[Object point labels]
>> BEGIN

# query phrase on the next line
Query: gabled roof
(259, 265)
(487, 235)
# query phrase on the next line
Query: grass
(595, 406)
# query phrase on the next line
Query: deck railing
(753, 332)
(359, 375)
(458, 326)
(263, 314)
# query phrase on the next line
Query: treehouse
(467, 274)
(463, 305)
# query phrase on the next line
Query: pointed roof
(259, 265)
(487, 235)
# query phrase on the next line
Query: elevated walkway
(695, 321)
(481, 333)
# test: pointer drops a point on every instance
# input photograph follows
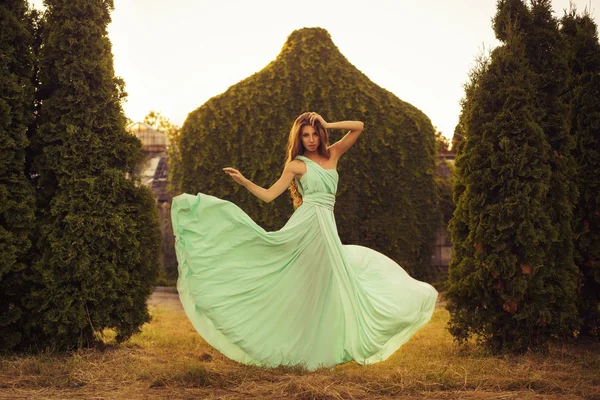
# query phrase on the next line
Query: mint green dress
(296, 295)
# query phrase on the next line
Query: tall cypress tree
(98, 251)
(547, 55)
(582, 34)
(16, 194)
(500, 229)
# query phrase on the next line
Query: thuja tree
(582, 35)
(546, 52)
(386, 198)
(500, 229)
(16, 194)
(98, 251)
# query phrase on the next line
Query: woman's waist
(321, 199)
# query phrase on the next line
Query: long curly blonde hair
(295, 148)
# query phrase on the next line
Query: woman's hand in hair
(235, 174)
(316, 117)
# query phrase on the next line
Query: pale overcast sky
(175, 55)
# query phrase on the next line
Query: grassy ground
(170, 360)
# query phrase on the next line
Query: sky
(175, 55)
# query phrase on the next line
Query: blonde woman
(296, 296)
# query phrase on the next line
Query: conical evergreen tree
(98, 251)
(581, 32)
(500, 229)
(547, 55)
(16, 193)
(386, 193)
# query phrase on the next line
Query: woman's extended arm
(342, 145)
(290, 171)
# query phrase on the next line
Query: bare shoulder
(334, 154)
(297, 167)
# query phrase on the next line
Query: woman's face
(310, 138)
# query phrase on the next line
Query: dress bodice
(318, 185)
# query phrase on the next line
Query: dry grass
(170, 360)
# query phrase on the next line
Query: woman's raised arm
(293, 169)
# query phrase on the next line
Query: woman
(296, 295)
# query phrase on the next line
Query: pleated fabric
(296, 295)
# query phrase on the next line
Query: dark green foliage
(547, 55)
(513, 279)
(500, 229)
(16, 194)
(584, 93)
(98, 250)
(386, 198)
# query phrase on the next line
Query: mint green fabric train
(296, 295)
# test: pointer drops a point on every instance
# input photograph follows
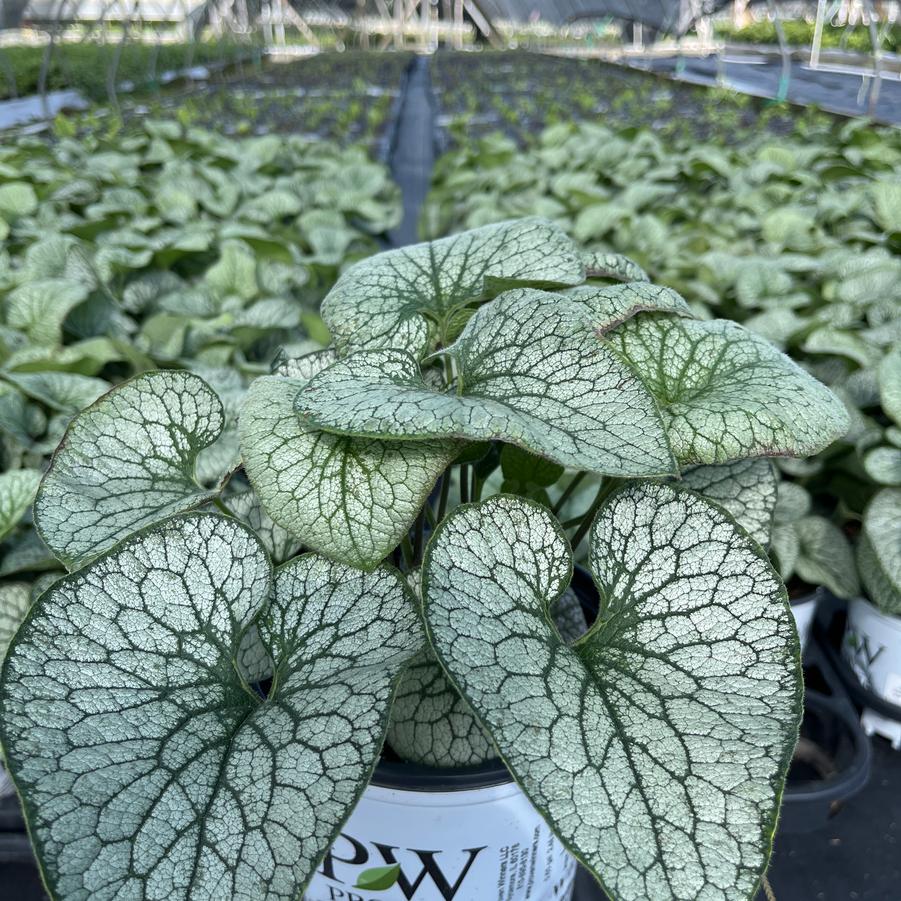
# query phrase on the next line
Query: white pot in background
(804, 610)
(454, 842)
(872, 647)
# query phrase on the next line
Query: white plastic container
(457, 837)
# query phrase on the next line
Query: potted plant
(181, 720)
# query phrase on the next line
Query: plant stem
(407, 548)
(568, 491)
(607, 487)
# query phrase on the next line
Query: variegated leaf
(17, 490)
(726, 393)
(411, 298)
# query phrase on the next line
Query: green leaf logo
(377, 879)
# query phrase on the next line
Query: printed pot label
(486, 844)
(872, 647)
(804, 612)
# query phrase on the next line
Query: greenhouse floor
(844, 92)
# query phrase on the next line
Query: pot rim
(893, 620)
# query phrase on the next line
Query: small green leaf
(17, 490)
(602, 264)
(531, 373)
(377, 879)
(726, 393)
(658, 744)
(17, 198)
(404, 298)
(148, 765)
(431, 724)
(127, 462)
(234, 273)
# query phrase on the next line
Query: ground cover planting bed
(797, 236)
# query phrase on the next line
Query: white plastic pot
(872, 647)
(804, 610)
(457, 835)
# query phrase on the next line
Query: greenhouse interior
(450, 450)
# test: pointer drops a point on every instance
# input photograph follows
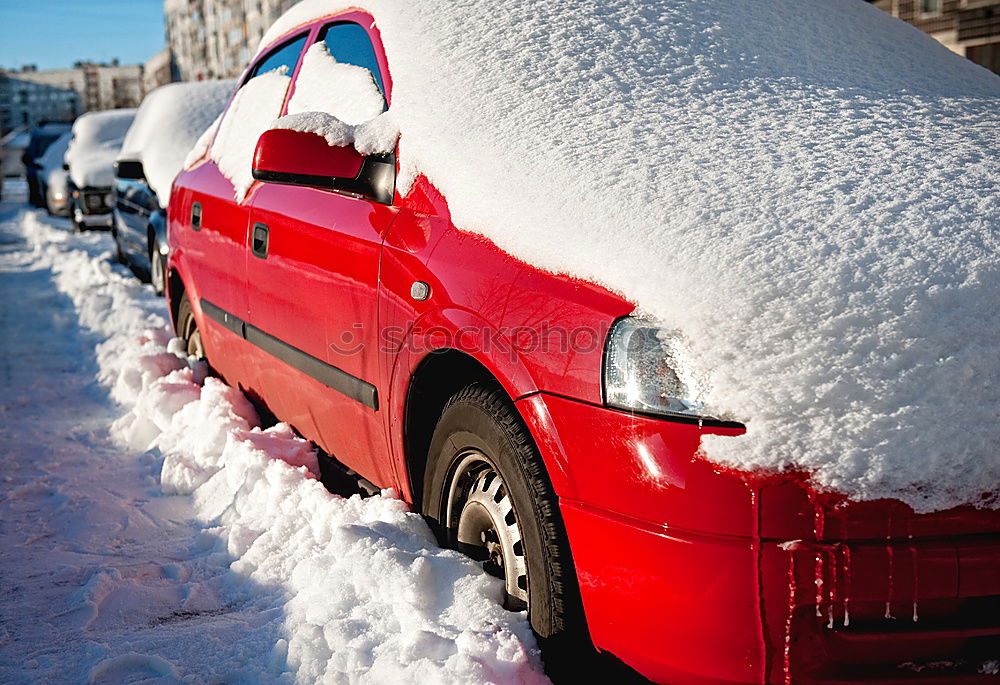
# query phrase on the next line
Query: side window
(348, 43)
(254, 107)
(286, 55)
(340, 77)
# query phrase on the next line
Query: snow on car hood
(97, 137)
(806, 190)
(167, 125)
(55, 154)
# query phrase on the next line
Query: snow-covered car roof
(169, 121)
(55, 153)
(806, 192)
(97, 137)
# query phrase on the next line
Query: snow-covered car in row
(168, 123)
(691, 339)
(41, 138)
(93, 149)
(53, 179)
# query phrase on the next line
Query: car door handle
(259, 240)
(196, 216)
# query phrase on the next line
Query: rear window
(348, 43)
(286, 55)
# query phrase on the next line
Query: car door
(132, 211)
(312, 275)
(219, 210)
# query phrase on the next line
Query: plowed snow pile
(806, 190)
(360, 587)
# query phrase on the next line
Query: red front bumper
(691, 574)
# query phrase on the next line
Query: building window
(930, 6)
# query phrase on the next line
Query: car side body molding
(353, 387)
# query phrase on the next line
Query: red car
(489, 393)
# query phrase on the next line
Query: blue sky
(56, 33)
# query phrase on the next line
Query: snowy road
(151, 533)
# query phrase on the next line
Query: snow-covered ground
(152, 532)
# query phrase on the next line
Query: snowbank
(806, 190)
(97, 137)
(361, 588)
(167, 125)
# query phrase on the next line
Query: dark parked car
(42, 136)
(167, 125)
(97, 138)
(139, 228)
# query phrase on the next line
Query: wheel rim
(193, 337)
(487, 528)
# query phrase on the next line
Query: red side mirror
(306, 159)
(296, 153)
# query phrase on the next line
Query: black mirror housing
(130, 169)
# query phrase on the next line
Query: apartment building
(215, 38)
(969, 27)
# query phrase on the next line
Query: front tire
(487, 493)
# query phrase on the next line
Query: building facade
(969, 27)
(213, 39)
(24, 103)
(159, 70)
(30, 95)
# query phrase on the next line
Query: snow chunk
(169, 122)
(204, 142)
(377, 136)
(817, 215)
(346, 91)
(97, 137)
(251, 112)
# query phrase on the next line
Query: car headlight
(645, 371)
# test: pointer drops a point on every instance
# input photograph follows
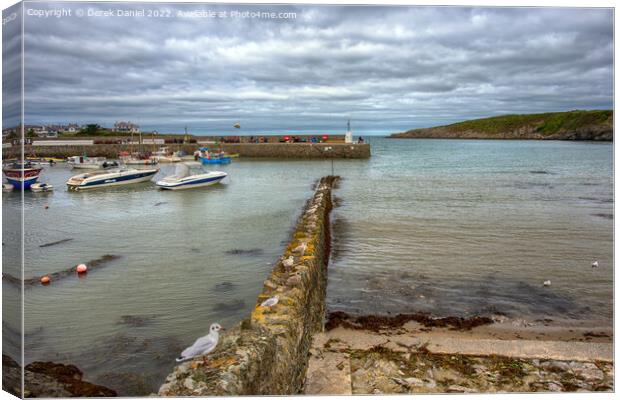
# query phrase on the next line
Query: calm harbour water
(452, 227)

>> END

- What to produce: Pick out every row above that contains the string "greenhouse", and copy each of those rows in full.

- Result for this task:
Query: greenhouse floor
Query: greenhouse interior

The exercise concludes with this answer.